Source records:
══════════════════════════════
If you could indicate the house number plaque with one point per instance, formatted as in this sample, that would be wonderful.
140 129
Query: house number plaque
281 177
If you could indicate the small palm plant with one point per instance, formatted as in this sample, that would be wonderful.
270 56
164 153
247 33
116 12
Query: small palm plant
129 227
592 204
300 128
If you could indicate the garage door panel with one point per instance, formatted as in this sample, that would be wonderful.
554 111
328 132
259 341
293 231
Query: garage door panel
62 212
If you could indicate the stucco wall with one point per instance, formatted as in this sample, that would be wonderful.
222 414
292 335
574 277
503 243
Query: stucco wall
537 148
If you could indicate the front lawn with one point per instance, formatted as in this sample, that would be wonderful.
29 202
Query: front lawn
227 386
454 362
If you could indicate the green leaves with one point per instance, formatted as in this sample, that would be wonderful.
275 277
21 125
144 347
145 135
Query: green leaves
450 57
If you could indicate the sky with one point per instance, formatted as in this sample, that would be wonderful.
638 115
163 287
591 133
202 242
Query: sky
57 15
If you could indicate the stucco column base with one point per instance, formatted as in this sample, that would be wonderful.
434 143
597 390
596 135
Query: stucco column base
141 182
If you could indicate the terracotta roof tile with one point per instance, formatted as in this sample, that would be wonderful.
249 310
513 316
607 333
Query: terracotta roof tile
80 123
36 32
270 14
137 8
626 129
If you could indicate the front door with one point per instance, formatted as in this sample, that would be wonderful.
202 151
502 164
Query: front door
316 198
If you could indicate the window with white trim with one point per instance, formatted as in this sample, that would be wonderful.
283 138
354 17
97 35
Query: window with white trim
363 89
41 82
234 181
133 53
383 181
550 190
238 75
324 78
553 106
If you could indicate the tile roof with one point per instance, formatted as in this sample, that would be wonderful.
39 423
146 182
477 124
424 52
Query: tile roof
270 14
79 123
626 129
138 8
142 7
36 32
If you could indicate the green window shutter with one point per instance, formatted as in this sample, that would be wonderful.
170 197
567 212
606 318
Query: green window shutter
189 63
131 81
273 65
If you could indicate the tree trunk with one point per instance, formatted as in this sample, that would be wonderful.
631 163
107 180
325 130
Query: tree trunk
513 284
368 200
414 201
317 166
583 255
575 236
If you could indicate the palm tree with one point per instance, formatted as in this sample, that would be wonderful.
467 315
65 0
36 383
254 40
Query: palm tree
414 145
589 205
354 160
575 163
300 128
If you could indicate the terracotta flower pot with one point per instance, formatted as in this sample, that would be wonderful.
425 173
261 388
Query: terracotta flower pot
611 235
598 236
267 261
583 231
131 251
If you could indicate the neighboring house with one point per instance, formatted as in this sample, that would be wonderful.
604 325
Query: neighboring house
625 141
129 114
══════════════════════════════
**WHAT YOU HAVE TO DO:**
Every line above must be reproduced exactly as it stands.

**ANSWER TO THIS EXERCISE:**
If you could indicate the house number plaque with one point per instance, formatted as in this sample, that would be wonderful.
140 129
Query: house number plaque
281 177
If you could indicate the small palm plant with one point per instance, formatted as in this sample, that would be wonderful.
270 56
164 153
247 33
116 12
Query: small palm plant
129 227
592 204
300 128
If you could indicate the garage door panel with one point per instance, formatted as in this sample, that would be wonderful.
554 111
328 132
259 341
293 231
Query: garage door panel
62 212
If you could indicate the stucco wall with one point per instance, formatted as in this sample, that would be wonderful.
222 414
292 335
574 277
503 243
Query: stucco wall
537 148
If you could indicate the front lawn with one point per instance, formatted as in this sample, that would be wonderful.
29 202
Query: front lawn
227 386
454 362
If you could indicate the green leaves with one point per instance, formatted as in this sample, that would be wonderful.
275 277
21 125
144 347
145 135
Query: green leaves
450 57
If you could indicate the sky with one point per instance, formatted as in this sample, that would be wonderful.
638 115
163 287
591 133
202 242
Query: sky
57 15
If you could indicate the stucco column base with one point per instance, formatted as in this sample, that would be wonderful.
434 143
597 390
596 135
Query: stucco column base
141 182
If you could indicate the terracotta roof tile with one point per instance, formatted as in this sample, that would be wonderful.
249 310
513 316
607 333
Query: terracotta roof tile
80 123
36 32
270 14
137 8
626 129
If you could indicate the front door with one point per instance, formatted as in this sample, that would be wonderful.
202 151
502 164
Query: front door
316 198
If you could indicate the window with white trim with one point per instance, formatted as in this sample, that would be wonderful.
283 138
354 17
97 35
Query: window with white trim
363 89
41 82
234 181
133 53
383 181
550 190
238 75
324 78
553 106
If you could indicate the tile roof with one point per instance, formatted as in this sample, that would be wonderful.
39 423
146 182
477 124
424 52
Query: tile roof
270 14
79 123
626 129
138 8
142 7
36 32
If you could indicate the green window shutter with one point per instance, formatted as in this sample, that would be wonderful.
170 197
567 212
606 318
Query: green window shutter
189 63
131 81
273 65
If you could indicate the tree trunk with one point per instance, formatted as in this sample, that would be wonderful.
631 163
107 180
325 130
Query: tree trunk
513 284
368 200
414 201
317 166
583 255
575 236
If you could indicate the palm tree with one point per instance, formatted as in this sample, that would be wonderful.
467 315
65 0
36 383
254 40
Query: palm tree
414 145
589 205
354 160
575 163
300 128
If you could indicate the terracotta flower pot with one point per instance, formatted as in this sample, that would be wonderful.
425 173
261 388
Query: terracotta flower pot
611 235
598 236
267 261
583 231
131 251
If you could indicate the neighboring house with one point per instance, formatted as in this sample, that would be wonderful.
604 325
Query: neighboring house
625 141
129 114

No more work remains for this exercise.